▶ _Activity_
Summarize the abstract on the TOL20 plasmid mutant in Pseudomonas putida MT20 in two sentences.

Characterization of a Spontaneously Occurring Mutant of the TOL20 Plasmid in Pseudomonas putida MT20: Possible Regulatory Implications

Abstract
Pseudomonas putida MT20 carries a plasmid (TOL20) that codes for the enzymes responsible for the catabolism of toluene, m - and p -xylene to benzoate, and m - and p -toluate, respectively, followed by meta cleavage of the aromatic ring. Growth on 5 mM benzoate selects very strongly for (i) strains that have been cured of the plasmid and (ii) strains with an intermediate growth pattern (the B3 phenotype) that retain the ability to grow on toluene, m -xylene, and benzoate but are unable to grow on m -toluate. Both types of strains were selected because they are no longer able to oxidize benzoate by the plasmid pathway but instead use an alternative route, the ortho or β-ketoadipate pathway, which is chromosomally coded and supports faster growth. Evidence that one strain with the B3 phenotype, MT20-B3, has a regulatory mutation that prevents induction of the meta -pathway enzymes by benzoate and m -toluate, but which enables them to be induced by toluene and m -xylene, is presented. The plasmid in this strain, as in most of the others with the same phenotype, is nonconjugative. Analysis of MT20-B3, together with revertants of it and other noninducible mutants, has led to a model for the regulation of the plasmid-coded enzymes in MT20, in which it is proposed that the early enzymes for degradation of m -toluate and benzoate are positively controlled by two regulator molecules, one of which interacts with toluene and m -xylene as inducers and the other of which interacts with benzoate and m -toluate. It is argued that MT20-B3 and strains with a similar phenotype arose as a result of a deletion of the gene coding for the second regulator molecule.

▶ _Data extract_
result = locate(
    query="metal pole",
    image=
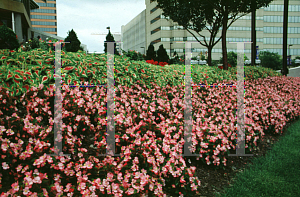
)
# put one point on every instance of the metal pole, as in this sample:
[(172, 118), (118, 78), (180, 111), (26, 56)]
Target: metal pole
[(285, 28), (253, 33), (13, 21)]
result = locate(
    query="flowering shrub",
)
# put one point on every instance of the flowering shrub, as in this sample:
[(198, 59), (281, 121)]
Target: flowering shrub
[(156, 62), (149, 123)]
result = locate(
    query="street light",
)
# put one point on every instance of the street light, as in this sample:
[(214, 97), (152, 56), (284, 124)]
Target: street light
[(290, 53), (170, 49), (144, 50)]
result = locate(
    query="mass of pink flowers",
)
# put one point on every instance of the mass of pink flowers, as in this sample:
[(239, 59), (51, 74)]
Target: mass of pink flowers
[(156, 62), (149, 135)]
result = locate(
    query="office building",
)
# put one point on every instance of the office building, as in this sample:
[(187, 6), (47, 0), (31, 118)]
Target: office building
[(31, 18), (16, 15), (45, 18), (269, 28)]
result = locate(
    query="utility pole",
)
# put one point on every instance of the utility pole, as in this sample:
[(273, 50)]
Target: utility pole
[(285, 28), (253, 33)]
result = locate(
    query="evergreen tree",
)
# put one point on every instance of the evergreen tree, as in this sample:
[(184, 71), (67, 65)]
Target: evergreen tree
[(74, 44), (110, 38), (150, 54), (162, 55)]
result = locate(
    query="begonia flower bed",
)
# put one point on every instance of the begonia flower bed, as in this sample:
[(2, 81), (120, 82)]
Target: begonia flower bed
[(149, 121)]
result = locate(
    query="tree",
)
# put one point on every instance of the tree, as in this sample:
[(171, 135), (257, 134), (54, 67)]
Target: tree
[(197, 15), (232, 58), (162, 55), (110, 38), (150, 54), (270, 60), (74, 44)]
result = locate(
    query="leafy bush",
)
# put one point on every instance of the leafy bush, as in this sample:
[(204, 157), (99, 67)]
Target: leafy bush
[(232, 58), (8, 39), (270, 60), (74, 44)]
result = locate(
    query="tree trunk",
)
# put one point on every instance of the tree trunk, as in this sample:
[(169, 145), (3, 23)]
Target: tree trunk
[(224, 49)]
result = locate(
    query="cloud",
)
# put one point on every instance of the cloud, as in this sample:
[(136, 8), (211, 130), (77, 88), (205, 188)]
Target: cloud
[(93, 16)]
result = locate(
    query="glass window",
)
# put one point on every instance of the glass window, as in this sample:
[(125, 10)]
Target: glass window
[(165, 39), (43, 11), (43, 23), (292, 30)]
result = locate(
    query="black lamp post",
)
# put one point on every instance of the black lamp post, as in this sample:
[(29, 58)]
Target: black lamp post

▶ _Exercise answer_
Growth of Pseudomonas putida MT20 on 5 mM benzoate strongly selects for strains cured of the TOL20 plasmid and for B3-phenotype strains that still grow on toluene, m-xylene, and benzoate but not on m-toluate, since both types break down benzoate through the chromosomally coded ortho pathway, which supports faster growth, rather than the plasmid meta pathway. One B3 strain, MT20-B3, appears to have a regulatory mutation that blocks induction of the meta-pathway enzymes by benzoate and m-toluate but not by toluene and m-xylene, leading to a model of two positive regulator molecules and the proposal that such strains arose by deletion of the gene for the second regulator.